**Point localization data:**
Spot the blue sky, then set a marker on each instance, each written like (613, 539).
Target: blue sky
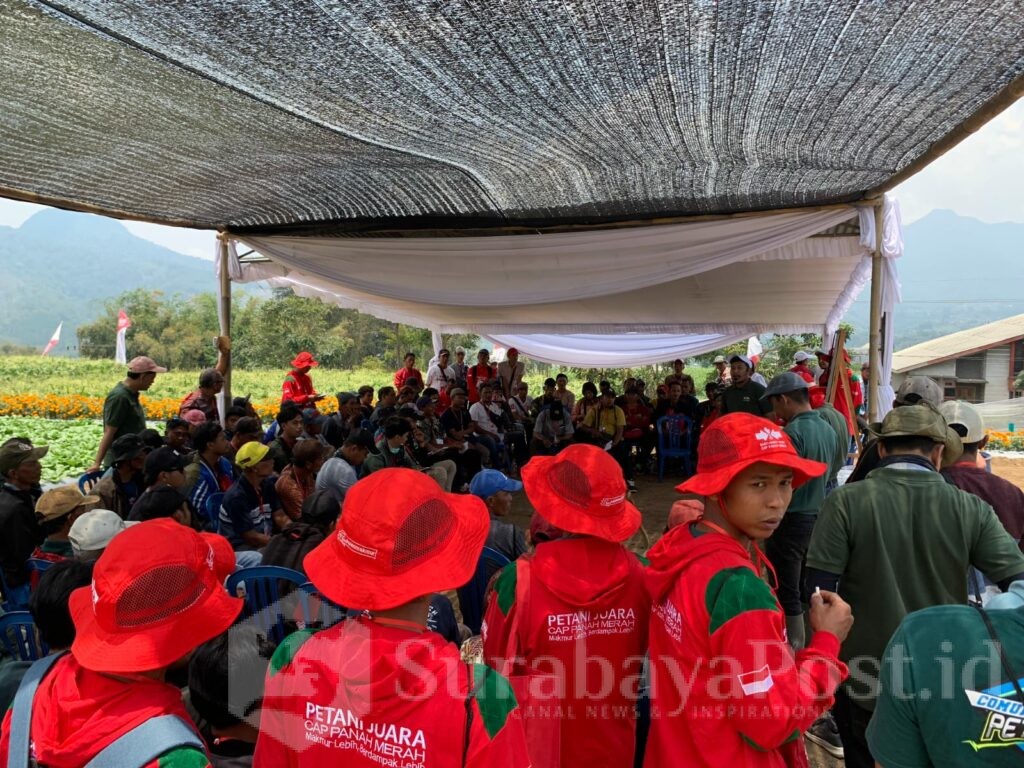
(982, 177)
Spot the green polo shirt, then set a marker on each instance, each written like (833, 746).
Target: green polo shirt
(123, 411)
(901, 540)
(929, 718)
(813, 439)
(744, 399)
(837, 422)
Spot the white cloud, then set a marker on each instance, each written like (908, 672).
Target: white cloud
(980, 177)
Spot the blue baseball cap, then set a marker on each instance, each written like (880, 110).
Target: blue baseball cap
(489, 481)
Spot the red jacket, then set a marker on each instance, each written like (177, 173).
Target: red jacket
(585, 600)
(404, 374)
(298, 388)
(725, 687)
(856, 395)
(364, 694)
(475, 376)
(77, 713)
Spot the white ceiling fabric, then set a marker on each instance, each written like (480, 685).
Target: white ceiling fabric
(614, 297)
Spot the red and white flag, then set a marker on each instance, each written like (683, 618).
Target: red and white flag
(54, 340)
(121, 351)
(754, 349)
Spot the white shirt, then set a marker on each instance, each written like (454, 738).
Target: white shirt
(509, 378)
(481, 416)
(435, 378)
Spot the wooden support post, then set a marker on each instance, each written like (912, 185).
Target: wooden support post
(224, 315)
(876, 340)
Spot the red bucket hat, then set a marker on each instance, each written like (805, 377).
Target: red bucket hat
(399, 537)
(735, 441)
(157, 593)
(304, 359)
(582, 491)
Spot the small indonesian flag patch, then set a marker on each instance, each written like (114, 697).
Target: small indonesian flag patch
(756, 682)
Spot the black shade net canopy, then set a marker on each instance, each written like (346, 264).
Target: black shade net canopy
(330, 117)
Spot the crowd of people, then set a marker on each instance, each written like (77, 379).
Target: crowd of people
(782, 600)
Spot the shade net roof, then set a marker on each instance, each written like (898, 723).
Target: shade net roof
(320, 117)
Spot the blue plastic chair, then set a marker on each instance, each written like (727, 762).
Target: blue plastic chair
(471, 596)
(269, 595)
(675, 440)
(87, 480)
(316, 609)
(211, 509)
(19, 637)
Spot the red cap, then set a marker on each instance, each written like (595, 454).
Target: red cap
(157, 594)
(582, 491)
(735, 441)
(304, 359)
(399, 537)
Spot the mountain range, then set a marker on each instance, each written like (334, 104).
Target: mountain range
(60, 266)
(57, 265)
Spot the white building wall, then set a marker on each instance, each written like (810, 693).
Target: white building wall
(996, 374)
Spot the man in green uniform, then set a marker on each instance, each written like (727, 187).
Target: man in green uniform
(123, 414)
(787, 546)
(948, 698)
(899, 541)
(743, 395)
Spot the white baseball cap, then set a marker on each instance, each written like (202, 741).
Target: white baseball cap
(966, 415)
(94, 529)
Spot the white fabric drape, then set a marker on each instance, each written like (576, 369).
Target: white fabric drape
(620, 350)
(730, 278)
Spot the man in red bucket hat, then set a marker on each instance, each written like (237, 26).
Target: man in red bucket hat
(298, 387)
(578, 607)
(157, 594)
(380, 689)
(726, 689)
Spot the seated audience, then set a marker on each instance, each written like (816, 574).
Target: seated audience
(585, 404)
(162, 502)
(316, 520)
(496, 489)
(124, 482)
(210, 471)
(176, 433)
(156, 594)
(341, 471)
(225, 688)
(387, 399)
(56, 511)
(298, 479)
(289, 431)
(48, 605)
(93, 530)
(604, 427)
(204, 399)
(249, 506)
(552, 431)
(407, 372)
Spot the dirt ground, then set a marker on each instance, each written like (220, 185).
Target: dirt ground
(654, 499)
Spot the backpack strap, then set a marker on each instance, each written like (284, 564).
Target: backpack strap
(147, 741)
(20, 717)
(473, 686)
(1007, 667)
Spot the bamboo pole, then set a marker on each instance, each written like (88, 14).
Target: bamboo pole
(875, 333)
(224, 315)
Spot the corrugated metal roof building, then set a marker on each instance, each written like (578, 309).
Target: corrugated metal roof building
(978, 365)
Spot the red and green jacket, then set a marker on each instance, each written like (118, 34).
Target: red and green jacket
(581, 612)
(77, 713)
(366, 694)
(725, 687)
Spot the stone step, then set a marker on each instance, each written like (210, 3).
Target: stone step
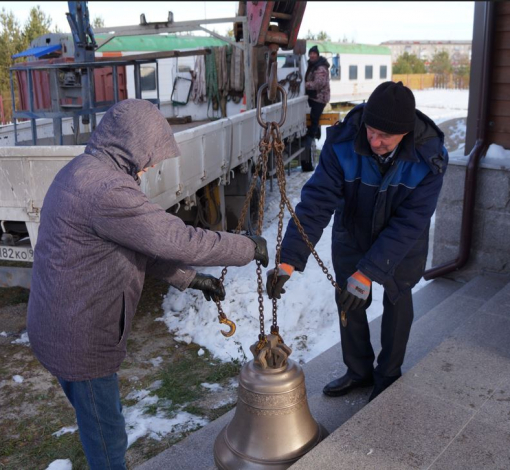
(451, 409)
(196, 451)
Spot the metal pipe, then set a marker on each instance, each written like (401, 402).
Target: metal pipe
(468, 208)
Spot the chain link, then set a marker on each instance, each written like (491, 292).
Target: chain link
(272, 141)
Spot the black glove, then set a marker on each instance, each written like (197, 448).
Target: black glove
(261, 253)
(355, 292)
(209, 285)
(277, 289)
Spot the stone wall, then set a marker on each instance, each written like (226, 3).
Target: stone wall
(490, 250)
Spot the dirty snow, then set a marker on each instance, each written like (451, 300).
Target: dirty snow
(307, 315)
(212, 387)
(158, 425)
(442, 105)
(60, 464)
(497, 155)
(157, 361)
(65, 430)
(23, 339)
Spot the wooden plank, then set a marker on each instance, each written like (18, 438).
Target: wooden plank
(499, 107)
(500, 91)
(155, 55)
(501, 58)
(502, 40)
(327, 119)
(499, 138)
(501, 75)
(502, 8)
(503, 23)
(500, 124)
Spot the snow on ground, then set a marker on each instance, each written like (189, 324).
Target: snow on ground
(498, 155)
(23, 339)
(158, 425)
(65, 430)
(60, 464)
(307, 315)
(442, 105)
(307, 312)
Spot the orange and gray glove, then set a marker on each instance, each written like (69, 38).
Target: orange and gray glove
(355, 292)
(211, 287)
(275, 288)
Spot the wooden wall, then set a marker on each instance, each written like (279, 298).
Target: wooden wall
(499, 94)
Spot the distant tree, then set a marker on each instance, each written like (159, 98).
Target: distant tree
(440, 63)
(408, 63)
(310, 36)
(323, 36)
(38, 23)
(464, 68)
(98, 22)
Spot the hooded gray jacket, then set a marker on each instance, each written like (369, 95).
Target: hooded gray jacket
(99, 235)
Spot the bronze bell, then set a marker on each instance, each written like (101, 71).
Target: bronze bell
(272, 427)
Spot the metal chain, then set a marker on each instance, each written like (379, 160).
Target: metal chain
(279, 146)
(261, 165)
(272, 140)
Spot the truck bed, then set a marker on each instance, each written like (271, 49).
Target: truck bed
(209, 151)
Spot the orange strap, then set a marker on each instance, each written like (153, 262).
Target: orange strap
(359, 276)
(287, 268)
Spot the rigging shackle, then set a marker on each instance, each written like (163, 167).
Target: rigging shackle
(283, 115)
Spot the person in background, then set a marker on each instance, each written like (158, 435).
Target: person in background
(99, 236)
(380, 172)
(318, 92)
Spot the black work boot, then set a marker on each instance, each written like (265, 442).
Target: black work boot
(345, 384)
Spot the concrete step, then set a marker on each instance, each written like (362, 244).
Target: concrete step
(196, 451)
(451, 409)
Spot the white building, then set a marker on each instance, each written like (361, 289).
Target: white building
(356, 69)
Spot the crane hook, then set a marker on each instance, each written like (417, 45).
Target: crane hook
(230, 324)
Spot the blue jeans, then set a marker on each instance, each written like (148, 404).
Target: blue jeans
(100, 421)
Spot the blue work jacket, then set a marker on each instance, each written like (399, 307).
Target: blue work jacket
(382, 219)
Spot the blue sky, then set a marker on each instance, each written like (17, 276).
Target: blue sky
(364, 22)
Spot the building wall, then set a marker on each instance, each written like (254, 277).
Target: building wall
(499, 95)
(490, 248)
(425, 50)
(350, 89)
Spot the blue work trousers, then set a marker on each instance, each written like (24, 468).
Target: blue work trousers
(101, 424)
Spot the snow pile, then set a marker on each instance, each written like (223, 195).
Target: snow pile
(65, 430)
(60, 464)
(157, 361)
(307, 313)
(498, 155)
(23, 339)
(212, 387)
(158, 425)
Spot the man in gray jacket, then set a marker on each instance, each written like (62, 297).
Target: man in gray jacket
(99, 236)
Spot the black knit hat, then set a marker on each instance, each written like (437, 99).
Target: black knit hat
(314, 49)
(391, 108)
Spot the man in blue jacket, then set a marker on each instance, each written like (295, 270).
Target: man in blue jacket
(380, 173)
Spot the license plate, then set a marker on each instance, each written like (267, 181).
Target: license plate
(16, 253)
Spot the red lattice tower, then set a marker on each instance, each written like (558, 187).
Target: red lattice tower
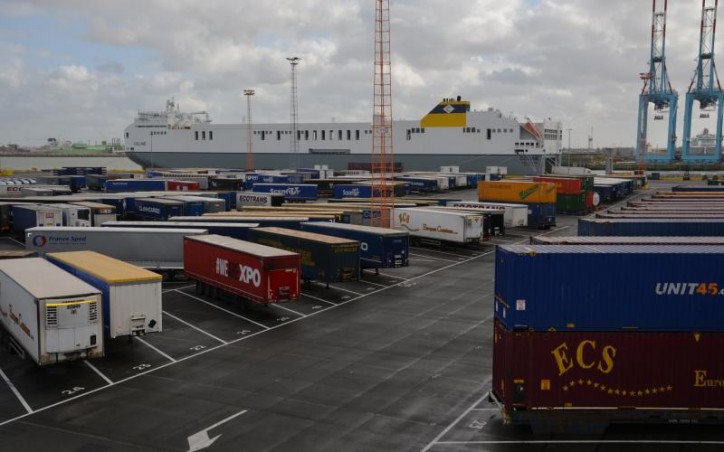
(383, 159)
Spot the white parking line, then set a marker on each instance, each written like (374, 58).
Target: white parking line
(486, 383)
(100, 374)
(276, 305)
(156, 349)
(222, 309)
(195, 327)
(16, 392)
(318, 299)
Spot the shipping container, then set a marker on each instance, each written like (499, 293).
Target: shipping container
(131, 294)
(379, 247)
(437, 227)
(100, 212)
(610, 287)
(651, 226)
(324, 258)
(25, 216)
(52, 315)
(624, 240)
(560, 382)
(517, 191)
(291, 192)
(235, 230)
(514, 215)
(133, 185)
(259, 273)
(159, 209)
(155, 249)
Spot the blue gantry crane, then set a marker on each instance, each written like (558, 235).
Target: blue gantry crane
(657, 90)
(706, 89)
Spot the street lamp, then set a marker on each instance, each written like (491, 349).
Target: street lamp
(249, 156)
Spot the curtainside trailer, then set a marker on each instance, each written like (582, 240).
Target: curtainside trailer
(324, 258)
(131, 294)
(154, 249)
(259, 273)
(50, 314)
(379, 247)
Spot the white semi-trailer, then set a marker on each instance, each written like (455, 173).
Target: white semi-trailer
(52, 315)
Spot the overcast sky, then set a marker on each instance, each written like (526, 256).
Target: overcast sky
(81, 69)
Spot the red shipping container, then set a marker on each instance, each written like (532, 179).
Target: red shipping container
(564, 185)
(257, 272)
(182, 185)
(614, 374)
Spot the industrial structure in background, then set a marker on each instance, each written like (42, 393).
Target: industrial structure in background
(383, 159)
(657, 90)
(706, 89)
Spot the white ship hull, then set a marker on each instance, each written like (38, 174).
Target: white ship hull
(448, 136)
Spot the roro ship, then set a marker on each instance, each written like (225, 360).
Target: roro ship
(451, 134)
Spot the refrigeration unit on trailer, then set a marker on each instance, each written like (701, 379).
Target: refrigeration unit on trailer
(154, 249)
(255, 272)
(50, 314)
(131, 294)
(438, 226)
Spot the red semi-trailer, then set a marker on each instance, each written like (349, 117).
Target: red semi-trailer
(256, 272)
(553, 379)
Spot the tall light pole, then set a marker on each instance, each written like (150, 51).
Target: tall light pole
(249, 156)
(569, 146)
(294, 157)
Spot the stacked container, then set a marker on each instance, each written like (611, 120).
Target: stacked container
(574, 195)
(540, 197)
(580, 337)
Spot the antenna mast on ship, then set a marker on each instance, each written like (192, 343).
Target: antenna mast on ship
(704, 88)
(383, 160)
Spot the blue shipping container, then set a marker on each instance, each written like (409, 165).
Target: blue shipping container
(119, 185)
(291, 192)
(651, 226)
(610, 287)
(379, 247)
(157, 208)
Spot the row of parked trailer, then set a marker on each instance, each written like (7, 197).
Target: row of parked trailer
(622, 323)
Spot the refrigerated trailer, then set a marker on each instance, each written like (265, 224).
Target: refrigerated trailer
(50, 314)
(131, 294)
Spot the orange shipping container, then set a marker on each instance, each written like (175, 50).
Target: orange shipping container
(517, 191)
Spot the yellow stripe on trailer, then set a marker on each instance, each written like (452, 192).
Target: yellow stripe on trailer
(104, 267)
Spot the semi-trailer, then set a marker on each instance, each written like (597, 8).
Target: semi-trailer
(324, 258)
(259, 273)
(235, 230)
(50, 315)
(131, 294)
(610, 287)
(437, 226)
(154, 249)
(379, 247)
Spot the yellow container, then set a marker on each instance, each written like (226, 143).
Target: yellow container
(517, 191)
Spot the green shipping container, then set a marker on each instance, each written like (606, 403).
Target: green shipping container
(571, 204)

**Directions:** From the records above, copy only the lines starting with the line that holds "Spot the red semi-trailer, then" and going on through the line that holds "Spot the refrigerated", exactly as written.

**Written reply:**
Spot the red semi-trailer, then set a marker on each instance, each written like (349, 117).
Target: red semi-trailer
(256, 272)
(553, 379)
Spot the tall light pole, then set a marker on each instance, each written like (150, 51).
Target: tall light pole
(249, 156)
(569, 146)
(294, 157)
Spot the stacked container, then set a marker on each instance, each written like (611, 120).
Target: stacked container
(574, 195)
(540, 197)
(580, 337)
Spot the antenna mast on ship, then set a marker on each instance, each written like (192, 343).
Target: antenna mast on ship
(704, 88)
(383, 160)
Spot the blue shipping container, then set a marker on each instance, each written like (409, 165).
Target: blue shipping container
(119, 185)
(291, 192)
(651, 226)
(610, 287)
(379, 247)
(157, 208)
Spot the row of parked trailer, then set a marker on each instance, each written like (7, 197).
Target: row of parked trailer
(622, 323)
Spot the refrigerated trailer, then set a marker on each instance, each written like (265, 224).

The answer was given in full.